TASK REQUIREMENTS: Keeping every word intact, reproduce all of the records.
*** SUPPLIED DATA ***
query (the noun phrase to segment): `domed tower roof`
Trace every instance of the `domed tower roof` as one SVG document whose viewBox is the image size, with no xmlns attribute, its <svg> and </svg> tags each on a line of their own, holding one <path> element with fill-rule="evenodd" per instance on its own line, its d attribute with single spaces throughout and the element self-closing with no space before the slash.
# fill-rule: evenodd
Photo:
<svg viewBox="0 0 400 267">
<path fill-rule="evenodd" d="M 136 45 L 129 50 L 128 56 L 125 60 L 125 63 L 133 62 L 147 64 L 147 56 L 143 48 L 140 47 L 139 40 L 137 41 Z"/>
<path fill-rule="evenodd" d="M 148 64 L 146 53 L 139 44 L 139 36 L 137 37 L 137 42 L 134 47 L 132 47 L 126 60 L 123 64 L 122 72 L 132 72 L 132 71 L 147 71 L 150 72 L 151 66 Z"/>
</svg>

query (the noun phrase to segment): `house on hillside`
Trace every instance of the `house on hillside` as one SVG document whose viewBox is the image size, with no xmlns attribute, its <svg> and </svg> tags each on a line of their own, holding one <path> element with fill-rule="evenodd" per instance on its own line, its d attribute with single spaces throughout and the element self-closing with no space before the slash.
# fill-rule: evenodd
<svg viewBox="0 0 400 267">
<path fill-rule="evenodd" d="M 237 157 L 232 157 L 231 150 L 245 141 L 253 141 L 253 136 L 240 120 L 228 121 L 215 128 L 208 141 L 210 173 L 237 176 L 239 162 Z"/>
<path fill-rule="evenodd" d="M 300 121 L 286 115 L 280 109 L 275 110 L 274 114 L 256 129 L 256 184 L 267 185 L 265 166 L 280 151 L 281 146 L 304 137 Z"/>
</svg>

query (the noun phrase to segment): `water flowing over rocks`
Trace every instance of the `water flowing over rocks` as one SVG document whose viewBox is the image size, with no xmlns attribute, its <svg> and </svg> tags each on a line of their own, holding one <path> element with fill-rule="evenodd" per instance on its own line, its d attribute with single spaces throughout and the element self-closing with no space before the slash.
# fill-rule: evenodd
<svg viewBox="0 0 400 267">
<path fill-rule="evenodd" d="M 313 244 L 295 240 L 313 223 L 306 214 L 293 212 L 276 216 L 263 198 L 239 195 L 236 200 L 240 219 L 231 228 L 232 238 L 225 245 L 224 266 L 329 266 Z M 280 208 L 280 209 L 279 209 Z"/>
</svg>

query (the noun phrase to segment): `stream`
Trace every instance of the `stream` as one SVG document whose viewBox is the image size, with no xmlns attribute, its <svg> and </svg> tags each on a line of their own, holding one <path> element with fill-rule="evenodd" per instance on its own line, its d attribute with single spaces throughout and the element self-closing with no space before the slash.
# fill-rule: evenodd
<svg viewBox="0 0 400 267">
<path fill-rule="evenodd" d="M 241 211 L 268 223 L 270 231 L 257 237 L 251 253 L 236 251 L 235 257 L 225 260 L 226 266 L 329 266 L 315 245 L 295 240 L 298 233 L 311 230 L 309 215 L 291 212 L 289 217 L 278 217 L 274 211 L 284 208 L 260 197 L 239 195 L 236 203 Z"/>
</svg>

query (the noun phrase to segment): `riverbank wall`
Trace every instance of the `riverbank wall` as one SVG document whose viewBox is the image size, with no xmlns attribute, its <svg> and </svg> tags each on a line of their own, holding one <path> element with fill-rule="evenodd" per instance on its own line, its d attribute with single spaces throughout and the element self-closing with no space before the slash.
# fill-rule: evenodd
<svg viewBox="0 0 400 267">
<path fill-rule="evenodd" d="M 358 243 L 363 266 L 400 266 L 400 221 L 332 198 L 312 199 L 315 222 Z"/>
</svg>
*** End of SUPPLIED DATA ***
WRITTEN REPLY:
query (the noun phrase to segment): `domed tower roof`
Trace every instance of the `domed tower roof` as one SVG document whose viewBox is the image size, with no xmlns attribute, its <svg> and </svg> tags each on a line of their own, holding one <path> element with fill-rule="evenodd" per instance on its own line, its d attribute with single spaces throughout and the element self-closing with no space before the slash.
# fill-rule: evenodd
Photo:
<svg viewBox="0 0 400 267">
<path fill-rule="evenodd" d="M 136 45 L 129 50 L 128 56 L 125 60 L 125 63 L 133 62 L 147 64 L 147 56 L 143 48 L 140 47 L 139 40 L 137 41 Z"/>
<path fill-rule="evenodd" d="M 148 64 L 146 53 L 139 44 L 139 36 L 137 37 L 137 42 L 134 47 L 132 47 L 126 60 L 123 64 L 122 72 L 132 72 L 132 71 L 147 71 L 150 72 L 151 66 Z"/>
</svg>

query (the noun phrase to segment): `house on hillside`
Trace every instance of the `house on hillside` as one SVG document whose viewBox is the image size, with no xmlns attribute, its <svg> and </svg> tags each on a line of their own, holding one <path> element with fill-rule="evenodd" per instance on its own line, its d attribute with single spaces throughout and the element self-closing with no space before the slash.
# fill-rule: evenodd
<svg viewBox="0 0 400 267">
<path fill-rule="evenodd" d="M 237 157 L 232 157 L 231 150 L 245 141 L 253 141 L 253 136 L 240 120 L 228 121 L 215 128 L 208 141 L 210 173 L 237 176 L 239 162 Z"/>
<path fill-rule="evenodd" d="M 300 121 L 286 115 L 280 109 L 275 110 L 274 114 L 256 129 L 256 184 L 267 185 L 265 166 L 280 151 L 281 146 L 304 137 Z"/>
</svg>

query (the noun phrase to segment): `water flowing over rocks`
Trace every instance of the `water flowing over rocks` as one SVG document whose viewBox is the image size, with no xmlns attribute, its <svg> and </svg> tags each on a line of their own, holding one <path> element with fill-rule="evenodd" per instance on its own line, its d attribute with single spaces throughout and the element self-closing with no space before the slash.
# fill-rule: evenodd
<svg viewBox="0 0 400 267">
<path fill-rule="evenodd" d="M 313 244 L 295 240 L 313 223 L 306 214 L 293 212 L 276 216 L 263 198 L 239 195 L 236 200 L 240 219 L 231 228 L 232 238 L 225 245 L 224 266 L 329 266 Z M 280 208 L 280 209 L 279 209 Z"/>
</svg>

query (the noun phrase to segment): `stream`
Trace every instance of the `stream` as one SVG document whose viewBox is the image size, with no xmlns attribute, its <svg> and </svg> tags each on a line of their own, holding one <path> element with fill-rule="evenodd" per instance on its own line, its d attribute with single spaces throughout and the element self-closing with no space before the slash.
# fill-rule: evenodd
<svg viewBox="0 0 400 267">
<path fill-rule="evenodd" d="M 241 211 L 268 223 L 270 231 L 257 237 L 251 253 L 236 251 L 235 257 L 225 260 L 226 266 L 329 266 L 315 245 L 295 240 L 298 233 L 311 230 L 309 215 L 291 212 L 289 217 L 278 217 L 274 211 L 284 208 L 260 197 L 239 195 L 236 203 Z"/>
</svg>

query (the noun phrase to segment): `riverbank wall`
Trace every instance of the `riverbank wall` as one SVG document whose viewBox is the image size, with no xmlns attribute, its <svg> and </svg> tags each on a line of their own, holding one <path> element with fill-rule="evenodd" per instance on its own line, its d attribute with single spaces throughout and the element self-closing with no space before the slash.
# fill-rule: evenodd
<svg viewBox="0 0 400 267">
<path fill-rule="evenodd" d="M 358 243 L 363 266 L 400 266 L 400 221 L 332 198 L 312 199 L 315 222 Z"/>
</svg>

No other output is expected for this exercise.